◆ DOCUMENT EXCERPT ◆
########################################
Relay-Version: version B 2.10 5/3/83; site utzoo.UUCP
Posting-Version: version B 2.10.2 9/18/84; site utastro.UUCP
Path: utzoo!watmath!clyde!bonnie!akgua!whuxlm!whuxl!houxm!ihnp4!qantel!dual!mordor!ut-sally!utastro!nather
From: nather@utastro.UUCP (Ed Nather)
Newsgroups: net.ai
Subject: Re: Computer Vision, Pattern Recognition
Message-ID: <358@utastro.UUCP>
Date: Mon, 15-Jul-85 11:18:47 EDT
Article-I.D.: utastro.358
Posted: Mon Jul 15 11:18:47 1985
Date-Received: Wed, 17-Jul-85 21:02:41 EDT
References: <10571@rochester.UUCP>
Organization: U. Texas, Astronomy, Austin, TX
Lines: 57

> Reconstruction vs Recognition Based systems:
> 
> Many people (especially people at MIT) believe that a fundamental step
> in computer vision is to reconstruct some set of intrinsic parameters
> such as surface orientation, texture, illumination, reflectivity.

I'm not sure where it fits into the theory, but we have operational an
"image re-recognition" system that works fine for our (very restricted)
astronomical image fields.  We constuct (from the original image) a set
of r-theta tables representing the distance and angle of each "nearby"
star image to our target position, as well as the distance and angle of
"neighbors" for every star image in the original field.  The number of
neighbors is an adjustable parameter, depending on the "richness" -- the
density of star images -- in the field.  

When another image of this field is
presented (at a later time, and offset in X and Y, usually) we can identify
the target location in the (offset) field by comparing the r-theta values
from the new image with the stored tables,  by simple table look-up.  Cross
correlation is not needed.  We can then locate the target position, and
center it.
########################################
◆ GIVEN MATERIAL ◆
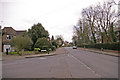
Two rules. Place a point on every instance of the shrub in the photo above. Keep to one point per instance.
(110, 46)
########################################
◆ WRITTEN PROBLEM A ◆
In the post on star-field re-recognition, what parameter is adjusted according to the density of star images in the field?
◆ WRITTEN PROBLEM B ◆
Summarize the post on star-field re-recognition in two sentences.
◆ WRITTEN PROBLEM C ◆
Continue the post on star-field re-recognition from the point where it stops.

◆ WRITTEN RESPONSE A ◆
The number of neighbors.

◆ WRITTEN RESPONSE B ◆
The post describes a working "image re-recognition" system for restricted astronomical image fields that builds r-theta tables of the distance and angle from nearby star images to the target position and between neighboring star images, with the number of neighbors adjusted to the field's star density. When a later image of the field arrives, usually offset in X and Y, its r-theta values are compared with the stored tables by simple table look-up, with no cross correlation needed, so the target can be located and centered.

◆ WRITTEN RESPONSE C ◆
I realize this is a very limited application -- it only works on images
composed of point sources of light -- but the idea of transforming the
original image into "symbolic" form for comparison and recognition may have
some wider use.  The trick would be to find a transformation that retains
most of the information needed for recognition, and discards most of the
rest.  In this example, the chosen algoritm is very efficient.  For a star
field of average richness, only a few hundred bytes suffice to hold all of
the transformed information.  A 100 megabyte disk could hold all of the
"electronic finding charts" ever used in astronomy on this planet.

> Generalized Image Storage Format?
> 
> I can tell every university stores images differently.  As far as
> other generalized images then every program stores them differently.
> This I believe acts as a gigantic brake on vision research.  

Astronomers faced a similar problem, and seem to have solved it.  We can
trade images of star fields with other observatories if we just write them
onto mag tape in FITS tape format -- a generalized bit-mapped image tranfer
system.  I can point you to a technical description of FITS if you're
interested.

> This seems enough to spark some discussion (though I've been wrong
> before).  Any more and people won't read it anyway.  

Probably true.  I'm aware of three "automated telescope" projects in
astronomy that required image recognition to work, and all were total
failures.  A little coaxing would bring out details of this past history,
in hopes we won't be compelled to repeat it.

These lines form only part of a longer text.